▶ [Stated task]:
Write the part of the entries below that opens with the line containing "like point(558, 106)." and closes with the line containing "point(252, 161)", both lines included, as a JSON list of strings with one string per line and no blank lines. Include nothing outside that span.

▶ [Provided data]:
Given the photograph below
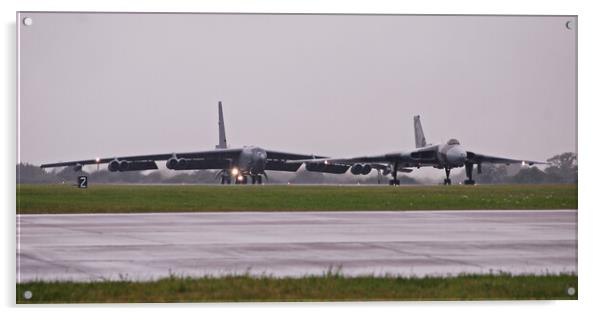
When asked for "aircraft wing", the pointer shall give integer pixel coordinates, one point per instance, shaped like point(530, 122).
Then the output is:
point(217, 154)
point(280, 155)
point(480, 158)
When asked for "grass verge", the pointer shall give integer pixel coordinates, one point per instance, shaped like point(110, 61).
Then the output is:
point(36, 199)
point(329, 287)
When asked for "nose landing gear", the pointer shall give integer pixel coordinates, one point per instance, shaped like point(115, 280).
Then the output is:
point(394, 181)
point(447, 180)
point(469, 181)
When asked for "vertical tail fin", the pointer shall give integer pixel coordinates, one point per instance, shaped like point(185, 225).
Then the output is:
point(418, 133)
point(222, 129)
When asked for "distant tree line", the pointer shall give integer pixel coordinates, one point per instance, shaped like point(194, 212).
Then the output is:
point(562, 169)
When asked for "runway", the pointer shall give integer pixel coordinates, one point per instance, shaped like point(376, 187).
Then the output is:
point(91, 247)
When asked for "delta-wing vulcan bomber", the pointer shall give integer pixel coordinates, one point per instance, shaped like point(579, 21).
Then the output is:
point(445, 156)
point(237, 163)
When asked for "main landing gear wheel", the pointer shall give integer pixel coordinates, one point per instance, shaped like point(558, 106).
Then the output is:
point(226, 180)
point(469, 181)
point(244, 180)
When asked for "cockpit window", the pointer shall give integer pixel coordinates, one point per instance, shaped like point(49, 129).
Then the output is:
point(453, 141)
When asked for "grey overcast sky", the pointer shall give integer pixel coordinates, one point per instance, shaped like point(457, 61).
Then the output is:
point(105, 85)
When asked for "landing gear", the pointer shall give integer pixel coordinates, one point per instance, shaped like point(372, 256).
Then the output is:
point(469, 181)
point(256, 179)
point(226, 180)
point(394, 174)
point(242, 180)
point(447, 180)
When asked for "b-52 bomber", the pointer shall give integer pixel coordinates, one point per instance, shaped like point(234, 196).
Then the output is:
point(233, 163)
point(444, 156)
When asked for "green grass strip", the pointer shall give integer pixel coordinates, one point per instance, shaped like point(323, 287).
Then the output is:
point(328, 287)
point(35, 199)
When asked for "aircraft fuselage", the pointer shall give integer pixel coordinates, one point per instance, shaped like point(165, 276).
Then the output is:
point(252, 161)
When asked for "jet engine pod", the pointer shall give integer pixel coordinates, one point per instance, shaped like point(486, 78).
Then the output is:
point(181, 163)
point(171, 163)
point(366, 169)
point(386, 171)
point(124, 165)
point(114, 165)
point(357, 169)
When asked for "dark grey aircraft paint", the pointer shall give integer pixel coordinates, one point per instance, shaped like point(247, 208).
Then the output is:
point(445, 156)
point(233, 163)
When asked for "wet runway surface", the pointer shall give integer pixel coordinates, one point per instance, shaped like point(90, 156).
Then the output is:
point(148, 246)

▶ [Task response]:
[
  "When asked for \"main landing gear wheel\", the pointer shall give integer pixel coordinates, one point per instance, shaped like point(558, 106).",
  "Then the output is:",
  "point(226, 180)",
  "point(469, 181)",
  "point(244, 180)",
  "When asked for \"cockpit window\", the pointer shall give integer pixel coordinates, one point per instance, shaped like point(49, 129).",
  "Then the output is:",
  "point(453, 141)",
  "When asked for \"grey overcast sky\", the pointer shall give integer pixel coordinates, one point per instance, shaped like point(457, 61).",
  "Then the output is:",
  "point(105, 85)",
  "When asked for \"landing gear\", the pointer shall give integer pixel coordinates, one point per instance, shaped like point(372, 256).",
  "Then the output is:",
  "point(469, 181)",
  "point(256, 179)",
  "point(226, 180)",
  "point(394, 174)",
  "point(242, 180)",
  "point(447, 180)",
  "When asked for \"b-52 bomber\", the pointer shall give integer pixel coordinates, one point per instance, shaped like point(234, 196).",
  "Then the output is:",
  "point(233, 163)",
  "point(444, 156)",
  "When asked for \"green grass strip\", the pointer shall give integer pixel coordinates, one point per instance, shaped like point(323, 287).",
  "Then the output is:",
  "point(328, 287)",
  "point(35, 199)",
  "When asked for \"aircraft fuselage\", the pointer shall give integer pixel coordinates, one point per instance, shaped like point(165, 276).",
  "Then the output is:",
  "point(252, 161)"
]